#### The exercise:
Gather every line below that contains the string "woman" and copy each such line in full. Matching is case-sensitive.

#### Input rows:

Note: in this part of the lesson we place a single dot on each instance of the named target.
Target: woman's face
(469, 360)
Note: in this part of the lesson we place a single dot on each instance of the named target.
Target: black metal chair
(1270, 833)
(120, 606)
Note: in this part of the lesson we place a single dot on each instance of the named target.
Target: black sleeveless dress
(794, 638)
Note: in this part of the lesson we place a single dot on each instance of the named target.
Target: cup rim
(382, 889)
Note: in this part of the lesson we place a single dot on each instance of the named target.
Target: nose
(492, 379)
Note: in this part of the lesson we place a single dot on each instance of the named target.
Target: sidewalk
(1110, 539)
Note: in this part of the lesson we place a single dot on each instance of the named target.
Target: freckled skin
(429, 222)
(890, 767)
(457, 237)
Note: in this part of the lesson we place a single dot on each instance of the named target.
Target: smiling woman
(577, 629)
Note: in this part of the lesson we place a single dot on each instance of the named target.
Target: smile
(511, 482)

#### Correct answer:
Target: woman's face
Target: smiling woman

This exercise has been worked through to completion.